• VORLIEGENDER AUSZUG:
-------
Ein Überblick über den Weg des Kronprinzen an die Macht – mit Triumphen, Fehltritten und Kontroversen:

Reform des Königreichs

Das Dekret zur Aufhebung des Fahrverbots für Frauen hat der Führung des Landes weltweit höchstes Lob eingebracht, war Saudi-Arabien doch das einzige Land mit einer derartigen Beschränkung. Es ist damit der bedeutendste Fortschritt bei den Frauenrechten im Land seit Jahren. Und sie ist Teil weitreichender Pläne des Kronprinzen, das Königreich zu transformieren: Seine „Vision 2030“ sieht die Reform der Wirtschaft und eine Lockerung sozialer Restriktionen vor. Das soll angesichts sinkender Ölpreise, Sparmaßnahmen und eines rapiden Anstiegs der Zahl junger Menschen im Land Stabilität sichern.

Mohammed bin Salman will auch das Unterhaltungsangebot für die Saudis ausbauen, was noch vor wenigen Jahren undenkbar schien. Dazu zählen Musikkonzerte, die ersten nach einem 20-jährigen Verbot, und Filmvorführungen, obwohl es in Saudi-Arabien keine Kinos gibt. Dem Kronprinzen ist auch die Entscheidung zuzuschreiben, dass Mädchen zum ersten Mal in öffentlichen Schulen Sport betreiben dürfen.

Vorgehen gegen Dissidenten

Klingen die Reformen vielversprechend, lässt „MbS“ zugleich auch gegen jene hart durchgreifen, die es wagen, manche seiner umstritteneren Maßnahmen öffentlich zu kritisieren. Dazu zählen die Beteiligung am Krieg im Jemen und das Verhalten gegenüber Katar. Nach Angaben saudischer Menschenrechtsaktivisten sind allein im September mindestens 30 Dissidenten festgenommen worden, darunter religiöse Gelehrte, Schriftsteller und Akademiker.

Auch sind die Spannungen mit dem schiitisch geführten Iran gestiegen, und die Minderheit der saudischen Schiiten bekommt die Folgen zu spüren. Vier von ihnen wurden dieses Jahr wegen Teilnahme an gewaltsamen Protesten gegen die Regierung 2011 im Zuge der Aufstände des Arabischen Frühlings hingerichtet. Mehr als ein Dutzend andere stehen vor der Exekution.

Vorgehen gegen Katar

„MbS“ und Kronprinz Mohammed bin Said aus den Vereinigten Arabischen Emiraten (VAE) waren die treibenden Kräfte des diplomatischen Angriffs gegen Katar. Zusammen mit Bahrain und Ägypten brachen die beiden Länder Anfang Juni alle diplomatischen Kontakte zum Golf-Emirat ab und schlossen die Grenzen. Sie begründeten dies mit dem Vorwurf, dass Katar Terrororganisationen und Extremisten unterstütze. Die Regierung in Doha bestreitet das und sieht politische Motive hinter der Aktion.
-------
• BEREITGESTELLTE DATEN:
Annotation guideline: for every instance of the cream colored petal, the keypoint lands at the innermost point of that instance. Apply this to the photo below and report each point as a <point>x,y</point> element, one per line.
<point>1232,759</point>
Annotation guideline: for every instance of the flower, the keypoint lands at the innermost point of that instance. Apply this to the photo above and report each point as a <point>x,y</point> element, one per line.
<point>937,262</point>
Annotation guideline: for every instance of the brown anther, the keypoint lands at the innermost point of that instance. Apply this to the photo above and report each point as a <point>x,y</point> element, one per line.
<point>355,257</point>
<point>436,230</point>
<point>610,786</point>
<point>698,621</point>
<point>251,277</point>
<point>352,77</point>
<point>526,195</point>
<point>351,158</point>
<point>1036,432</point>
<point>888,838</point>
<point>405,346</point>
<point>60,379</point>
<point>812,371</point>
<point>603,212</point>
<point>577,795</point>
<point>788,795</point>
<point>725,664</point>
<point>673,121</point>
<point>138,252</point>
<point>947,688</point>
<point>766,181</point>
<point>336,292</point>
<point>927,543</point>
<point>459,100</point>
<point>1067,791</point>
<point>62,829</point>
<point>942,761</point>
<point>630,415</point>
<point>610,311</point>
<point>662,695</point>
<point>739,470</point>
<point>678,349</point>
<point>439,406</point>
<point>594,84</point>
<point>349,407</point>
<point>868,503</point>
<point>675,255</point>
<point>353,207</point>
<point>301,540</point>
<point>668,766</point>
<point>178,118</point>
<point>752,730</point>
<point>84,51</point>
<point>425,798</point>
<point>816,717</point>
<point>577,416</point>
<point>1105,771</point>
-------
• AUFGABEN:
A – Beantworte diese Fragen zum Text über den saudischen Kronprinzen:
(i) Welches Land war nach Angabe des Textes das einzige mit einem Fahrverbot für Frauen?
(ii) Wie viele Dissidenten wurden nach Angaben saudischer Menschenrechtsaktivisten allein im September mindestens festgenommen?
(iii) Welche zwei Länder brachen neben Saudi-Arabien und den Vereinigten Arabischen Emiraten Anfang Juni die diplomatischen Kontakte zu Katar ab?
B – Schreibe den Text über den saudischen Kronprinzen im Anschluss an seinen letzten Satz weiter.
Das Material steht in keinem Zusammenhang mit dem Text über den saudischen Kronprinzen.

• LÖSUNGEN:
A –
(i) Saudi-Arabien
(ii) Mindestens 30
(iii) Bahrain und Ägypten

B –
Gebracht hat die Blockade Katars bisher nichts. Das Leben im Golf-Emirat ist kaum beeinträchtigt und das Verhalten gegenüber radikalislamischen Gruppen, in denen Saudi-Arabien und die VAE eine Bedrohung für die regionale Stabilität sehen, ist unverändert. Katar hat sich zudem der Türkei und verstärkt dem Iran zugewandt, was „MbS“ gewiss nicht gefällt.

Stärkung der Verbindungen zu den USA

Dem Kronprinzen gelang ein politischer Coup, als er als erster führender arabischer Politiker mit US-Präsident Donald Trump nach seiner Amtsübernahme zusammentraf. Erst besuchte „MbS“ im März das Weiße Haus, um die – unter Trumps Vorgänger Barack Obama angespannt gewordenen – bilateralen Beziehungen neu zu beleben. Zwei Monate später machte Trump Riad zum Ziel seiner ersten Auslandsreise als Präsident.

Saudi-Arabien nutzte die Visite, um Macht und Einfluss zu demonstrieren. So wurden Staats- und Regierungschefs aus Dutzenden mehrheitlich muslimischen Länder zu einem Forum mit Trump in Saudi-Arabien versammelt.

Krieg im Jemen

In seiner Rolle als Verteidigungsminister hat „MbS“ die Aufsicht über die saudische Kriegsführung im Jemen. Es ist ein Konflikt, der bereits mehr als 10.000 Menschen das Leben gekostet und dieses ärmste Land der arabischen Welt an den Rand einer Hungersnot gebracht hat. Der Krieg trug auch zum bisher größten Cholera-Ausbruch in einem einzelnen Land und einzigen Jahr in der jüngeren Geschichte bei.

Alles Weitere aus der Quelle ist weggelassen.